DATASET RECORDS
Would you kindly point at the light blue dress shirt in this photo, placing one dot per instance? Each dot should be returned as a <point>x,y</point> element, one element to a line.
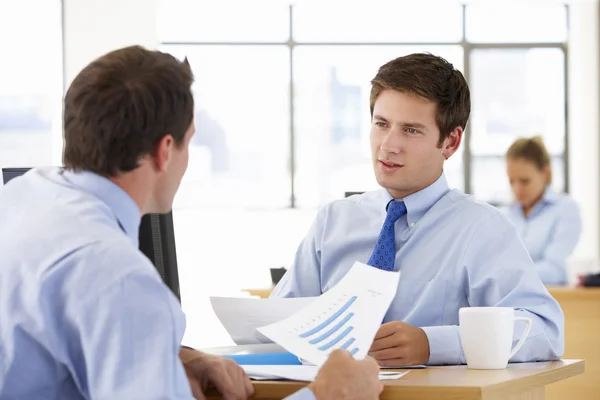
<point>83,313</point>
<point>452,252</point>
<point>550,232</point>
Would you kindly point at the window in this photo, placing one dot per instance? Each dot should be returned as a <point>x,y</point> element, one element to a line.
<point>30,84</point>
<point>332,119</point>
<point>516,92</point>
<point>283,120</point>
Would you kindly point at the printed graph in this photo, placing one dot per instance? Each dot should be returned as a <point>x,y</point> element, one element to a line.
--
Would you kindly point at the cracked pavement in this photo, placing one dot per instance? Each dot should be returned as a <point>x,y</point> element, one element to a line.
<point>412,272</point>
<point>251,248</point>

REQUIRED ACTION
Return exactly the part of the listing above that opens with the line containing "Would you kindly point at the light" and closes with the line containing "Would you kindly point at the printed". Pictures stay out.

RESPONSE AREA
Would you kindly point at the light blue dress shirt in this photo, placing one dot per instance? Each dot should be returned as a <point>x,y</point> element, one element to a line.
<point>83,313</point>
<point>452,252</point>
<point>550,232</point>
Would you kindly point at the window in this photo, placing one dot per instance? Each dot should be returned as a <point>x,y</point> element, one element to a line.
<point>30,84</point>
<point>332,119</point>
<point>516,92</point>
<point>283,120</point>
Would you kindly point at the printed graph in this photo, placing one dot per instance? Each dot should be returned as a <point>x,y</point> element, one element to a line.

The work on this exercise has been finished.